+++ EXTRACTED DATA +++

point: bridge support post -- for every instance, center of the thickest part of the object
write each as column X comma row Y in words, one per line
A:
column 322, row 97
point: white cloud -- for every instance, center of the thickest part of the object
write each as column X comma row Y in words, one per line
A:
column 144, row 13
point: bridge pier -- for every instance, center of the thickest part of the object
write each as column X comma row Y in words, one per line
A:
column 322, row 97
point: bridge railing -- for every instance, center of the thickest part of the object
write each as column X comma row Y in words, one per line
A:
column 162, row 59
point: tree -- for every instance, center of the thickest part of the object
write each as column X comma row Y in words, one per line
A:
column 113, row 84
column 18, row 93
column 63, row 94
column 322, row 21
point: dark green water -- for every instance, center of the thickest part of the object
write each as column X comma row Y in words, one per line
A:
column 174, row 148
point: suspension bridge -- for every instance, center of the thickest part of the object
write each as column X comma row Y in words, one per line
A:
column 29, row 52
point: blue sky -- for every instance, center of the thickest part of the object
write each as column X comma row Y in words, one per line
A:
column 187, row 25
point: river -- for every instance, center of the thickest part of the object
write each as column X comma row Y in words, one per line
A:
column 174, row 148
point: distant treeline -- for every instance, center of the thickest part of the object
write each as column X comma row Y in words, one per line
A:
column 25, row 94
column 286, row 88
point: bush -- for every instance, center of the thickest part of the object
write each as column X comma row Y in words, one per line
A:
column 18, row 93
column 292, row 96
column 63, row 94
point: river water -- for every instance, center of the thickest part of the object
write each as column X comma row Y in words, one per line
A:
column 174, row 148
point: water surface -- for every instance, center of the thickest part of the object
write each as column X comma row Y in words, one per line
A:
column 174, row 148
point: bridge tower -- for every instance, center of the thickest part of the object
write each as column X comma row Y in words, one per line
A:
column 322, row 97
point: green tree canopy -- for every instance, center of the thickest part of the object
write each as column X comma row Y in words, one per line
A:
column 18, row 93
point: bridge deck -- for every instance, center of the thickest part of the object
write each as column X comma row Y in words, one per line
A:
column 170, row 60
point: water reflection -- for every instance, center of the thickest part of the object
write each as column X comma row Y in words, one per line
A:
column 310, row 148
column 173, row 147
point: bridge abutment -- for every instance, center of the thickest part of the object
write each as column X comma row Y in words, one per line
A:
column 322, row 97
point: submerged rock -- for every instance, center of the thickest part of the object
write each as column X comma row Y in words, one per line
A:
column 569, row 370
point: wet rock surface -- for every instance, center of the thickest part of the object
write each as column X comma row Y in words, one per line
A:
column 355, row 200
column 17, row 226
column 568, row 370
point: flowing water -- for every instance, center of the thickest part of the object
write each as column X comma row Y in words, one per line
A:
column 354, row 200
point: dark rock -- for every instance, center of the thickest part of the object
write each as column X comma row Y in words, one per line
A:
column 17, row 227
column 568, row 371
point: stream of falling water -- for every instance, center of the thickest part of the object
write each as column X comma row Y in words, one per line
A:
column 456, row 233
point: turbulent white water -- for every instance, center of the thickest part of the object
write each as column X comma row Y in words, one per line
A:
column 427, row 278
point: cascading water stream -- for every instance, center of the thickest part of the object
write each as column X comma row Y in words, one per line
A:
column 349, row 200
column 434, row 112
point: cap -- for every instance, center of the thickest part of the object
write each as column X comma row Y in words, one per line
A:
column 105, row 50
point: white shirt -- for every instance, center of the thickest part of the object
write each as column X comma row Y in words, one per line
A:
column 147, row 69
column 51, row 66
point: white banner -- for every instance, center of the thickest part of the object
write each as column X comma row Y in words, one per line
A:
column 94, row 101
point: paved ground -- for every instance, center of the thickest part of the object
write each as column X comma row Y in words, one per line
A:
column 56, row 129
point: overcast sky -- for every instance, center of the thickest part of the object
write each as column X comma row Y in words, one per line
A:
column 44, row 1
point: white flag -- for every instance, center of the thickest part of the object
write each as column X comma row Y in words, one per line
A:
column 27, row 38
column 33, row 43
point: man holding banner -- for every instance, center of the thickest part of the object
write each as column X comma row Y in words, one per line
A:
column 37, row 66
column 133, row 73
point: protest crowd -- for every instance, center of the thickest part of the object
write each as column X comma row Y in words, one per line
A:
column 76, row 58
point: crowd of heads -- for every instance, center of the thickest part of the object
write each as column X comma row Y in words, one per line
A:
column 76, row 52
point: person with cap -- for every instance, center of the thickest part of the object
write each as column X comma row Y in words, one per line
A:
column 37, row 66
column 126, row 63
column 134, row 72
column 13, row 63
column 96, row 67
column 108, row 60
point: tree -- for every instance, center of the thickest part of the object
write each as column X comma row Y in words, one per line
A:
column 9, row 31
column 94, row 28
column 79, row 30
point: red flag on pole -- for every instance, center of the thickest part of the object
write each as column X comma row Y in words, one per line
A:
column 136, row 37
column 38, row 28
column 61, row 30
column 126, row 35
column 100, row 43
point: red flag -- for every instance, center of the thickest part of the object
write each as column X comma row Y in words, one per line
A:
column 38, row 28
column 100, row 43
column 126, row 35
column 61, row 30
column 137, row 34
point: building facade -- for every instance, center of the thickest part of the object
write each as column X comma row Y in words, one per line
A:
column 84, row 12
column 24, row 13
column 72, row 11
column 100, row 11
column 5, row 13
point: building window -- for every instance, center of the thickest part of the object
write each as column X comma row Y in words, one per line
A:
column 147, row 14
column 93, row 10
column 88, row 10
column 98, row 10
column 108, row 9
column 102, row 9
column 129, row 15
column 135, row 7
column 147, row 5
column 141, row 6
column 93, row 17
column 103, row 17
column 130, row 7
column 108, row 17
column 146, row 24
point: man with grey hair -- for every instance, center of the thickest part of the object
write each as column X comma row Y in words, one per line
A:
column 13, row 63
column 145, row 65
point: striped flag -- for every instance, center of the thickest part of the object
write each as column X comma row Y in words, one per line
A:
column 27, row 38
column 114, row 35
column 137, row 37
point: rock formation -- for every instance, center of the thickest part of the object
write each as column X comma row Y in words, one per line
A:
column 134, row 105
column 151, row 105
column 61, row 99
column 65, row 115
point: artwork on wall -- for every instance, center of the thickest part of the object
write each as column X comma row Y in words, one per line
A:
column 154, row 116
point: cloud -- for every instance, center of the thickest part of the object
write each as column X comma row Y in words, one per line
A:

+++

> [THE TASK]: Across the whole listing, how many lines contain the string "dark"? Give the number and no more.

> [WRITTEN SOLUTION]: 2